> [本文抜粋]:
>>>>

いい質問ですね。まさに同じような質問をニュースクールのファウンダーに聞いたんです。
ニュースクールを作った当時、当然普通の公立の学校もあったんですけど、ほぼ100%何をしていてもいいという学校がもうあったんですね。子供たちは、いつそこに行ってもいいし、1日中ゲームやクッキングをしててもいい。
でも、彼女が保護者として自分の子供を入れるのに一番心地いいバランスだと思ったのが、ニュースクールの前身だった学校なんです。そこでは何をやってもいいってわけではないけれども、子供たちに選ぶ権利があった。「子供たちにvoiceがあった」って彼女は言ってたんですけど。そのバランスが、保護者としてはすごく心地良かったって言ってたんです。

<<<<

> [作業指示]:
1. 上の本文抜粋について、次の問いに答えてください。
(a) 話し手は同じような質問を誰に聞きましたか。
(b) ほぼ何をしていてもいいという学校では、子供たちは1日中何をしていてもよかったとされていますか。
(c) ファウンダーは、ニュースクールの前身だった学校で子供たちに何があったと言っていましたか。
2. ニュースクールの成り立ちを語る本文抜粋を、最後の文の後から同じ話し言葉の調子で書き継いでください。

> [提供データ]:
>>>>

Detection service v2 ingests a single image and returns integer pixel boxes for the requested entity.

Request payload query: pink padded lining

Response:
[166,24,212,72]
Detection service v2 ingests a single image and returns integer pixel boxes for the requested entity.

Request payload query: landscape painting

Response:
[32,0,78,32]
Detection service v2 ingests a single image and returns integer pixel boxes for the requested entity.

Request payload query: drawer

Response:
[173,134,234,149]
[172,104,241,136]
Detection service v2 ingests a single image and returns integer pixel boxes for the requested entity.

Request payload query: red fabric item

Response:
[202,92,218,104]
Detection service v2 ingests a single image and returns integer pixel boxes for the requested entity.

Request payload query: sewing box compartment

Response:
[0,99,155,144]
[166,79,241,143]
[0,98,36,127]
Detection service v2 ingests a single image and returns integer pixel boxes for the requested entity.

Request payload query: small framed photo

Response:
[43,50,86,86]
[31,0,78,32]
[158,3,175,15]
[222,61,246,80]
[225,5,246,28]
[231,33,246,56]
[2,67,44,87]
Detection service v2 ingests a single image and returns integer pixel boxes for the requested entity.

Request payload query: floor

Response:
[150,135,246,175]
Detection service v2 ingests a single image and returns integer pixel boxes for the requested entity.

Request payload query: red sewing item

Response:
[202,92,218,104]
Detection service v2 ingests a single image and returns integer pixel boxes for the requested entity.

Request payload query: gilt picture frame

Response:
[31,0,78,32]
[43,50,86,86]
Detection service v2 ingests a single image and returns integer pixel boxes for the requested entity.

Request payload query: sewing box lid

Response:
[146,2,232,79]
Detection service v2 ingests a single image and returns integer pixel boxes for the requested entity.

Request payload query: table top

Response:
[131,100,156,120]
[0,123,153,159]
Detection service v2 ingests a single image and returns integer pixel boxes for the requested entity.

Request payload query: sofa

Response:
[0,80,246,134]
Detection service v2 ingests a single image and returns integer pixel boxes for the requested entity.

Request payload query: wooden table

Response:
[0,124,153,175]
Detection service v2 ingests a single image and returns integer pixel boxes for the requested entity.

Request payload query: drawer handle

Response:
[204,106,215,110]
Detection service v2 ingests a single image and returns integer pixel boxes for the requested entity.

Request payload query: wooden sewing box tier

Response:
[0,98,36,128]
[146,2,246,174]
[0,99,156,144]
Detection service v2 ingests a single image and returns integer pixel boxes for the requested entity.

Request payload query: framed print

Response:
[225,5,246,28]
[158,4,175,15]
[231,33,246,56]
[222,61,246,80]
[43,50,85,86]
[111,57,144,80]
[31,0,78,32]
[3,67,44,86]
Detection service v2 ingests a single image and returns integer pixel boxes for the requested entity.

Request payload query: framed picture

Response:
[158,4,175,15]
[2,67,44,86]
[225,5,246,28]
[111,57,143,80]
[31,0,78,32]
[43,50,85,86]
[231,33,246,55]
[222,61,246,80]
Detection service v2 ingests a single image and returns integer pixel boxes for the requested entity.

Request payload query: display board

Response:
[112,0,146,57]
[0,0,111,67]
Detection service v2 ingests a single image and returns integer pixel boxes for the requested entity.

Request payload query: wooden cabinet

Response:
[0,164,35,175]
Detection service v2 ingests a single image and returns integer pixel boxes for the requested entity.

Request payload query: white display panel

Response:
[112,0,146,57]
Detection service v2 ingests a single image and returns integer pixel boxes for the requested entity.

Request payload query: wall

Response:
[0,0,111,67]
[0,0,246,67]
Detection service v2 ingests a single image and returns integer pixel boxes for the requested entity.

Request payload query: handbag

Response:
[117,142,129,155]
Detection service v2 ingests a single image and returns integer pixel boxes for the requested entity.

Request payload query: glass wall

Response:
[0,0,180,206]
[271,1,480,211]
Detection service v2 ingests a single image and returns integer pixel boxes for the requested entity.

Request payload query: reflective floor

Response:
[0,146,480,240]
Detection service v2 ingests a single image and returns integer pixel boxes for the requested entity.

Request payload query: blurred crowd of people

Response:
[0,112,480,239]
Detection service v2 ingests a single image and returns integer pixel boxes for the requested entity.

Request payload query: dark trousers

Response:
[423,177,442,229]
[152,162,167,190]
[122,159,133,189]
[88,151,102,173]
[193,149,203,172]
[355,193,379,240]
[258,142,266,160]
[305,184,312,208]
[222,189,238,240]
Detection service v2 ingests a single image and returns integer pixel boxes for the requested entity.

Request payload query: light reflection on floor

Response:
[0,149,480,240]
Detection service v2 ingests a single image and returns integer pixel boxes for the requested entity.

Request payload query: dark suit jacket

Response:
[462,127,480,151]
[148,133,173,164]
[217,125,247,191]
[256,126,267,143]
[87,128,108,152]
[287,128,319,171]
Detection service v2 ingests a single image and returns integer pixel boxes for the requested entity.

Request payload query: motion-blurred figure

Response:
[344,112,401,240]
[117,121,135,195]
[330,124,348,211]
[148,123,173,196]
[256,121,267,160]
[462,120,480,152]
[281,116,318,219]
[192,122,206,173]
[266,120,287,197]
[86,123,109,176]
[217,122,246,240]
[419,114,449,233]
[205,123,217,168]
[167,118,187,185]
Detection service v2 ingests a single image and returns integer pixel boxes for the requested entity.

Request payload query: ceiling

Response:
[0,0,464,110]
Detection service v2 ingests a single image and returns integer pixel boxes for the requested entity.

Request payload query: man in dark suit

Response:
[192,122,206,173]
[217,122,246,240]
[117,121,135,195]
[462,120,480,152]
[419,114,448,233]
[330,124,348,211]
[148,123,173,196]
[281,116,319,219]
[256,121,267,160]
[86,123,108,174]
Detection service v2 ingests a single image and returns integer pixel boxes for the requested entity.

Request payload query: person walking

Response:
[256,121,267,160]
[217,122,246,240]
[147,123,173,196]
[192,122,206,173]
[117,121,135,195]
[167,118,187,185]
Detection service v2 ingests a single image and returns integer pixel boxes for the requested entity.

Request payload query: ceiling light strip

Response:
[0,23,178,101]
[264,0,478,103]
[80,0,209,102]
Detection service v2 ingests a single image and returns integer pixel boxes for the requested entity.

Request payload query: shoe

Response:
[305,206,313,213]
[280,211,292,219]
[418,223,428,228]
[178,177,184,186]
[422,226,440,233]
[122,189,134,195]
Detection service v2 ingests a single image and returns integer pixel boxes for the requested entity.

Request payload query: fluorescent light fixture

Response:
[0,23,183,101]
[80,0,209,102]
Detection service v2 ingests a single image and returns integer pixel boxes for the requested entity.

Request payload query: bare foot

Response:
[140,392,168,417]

<<<<

> [回答]:
1.
(a) ニュースクールのファウンダーです。
(b) ゲームやクッキングです。
(c) 子供たちにvoiceがあった、つまり選ぶ権利があったと言っていました。

2.
僕も保護者として見たときに、完全に自由にするのってやっぱり不安はあるんですよね。プラス、これから生きていく時に、身に着けてもらいたい力とかもあるんですよ。僕らはそれを『センス』って呼んでました。そういったものを子供たちに育んであげたいなっていうのはありました。なので、ある程度決めて、ある程度フリーっていうバランス。
心地よさってひとりひとり違うじゃないですか。それを一人一人が選べて、voice、つまり自分の意見を伝えられる、っていうのは大事だと思うんですよね。

あと、例えば8割自由にしたときに、その8割で一体何をするかっていうのも重要だと思うんです。そこをある程度広い視点を持った人がちゃんと見ていてくれる。ただ教えてくれるんじゃなくて、そういった人が見守っててくれるっていうことが、僕は学校の要件なんじゃないかと思います。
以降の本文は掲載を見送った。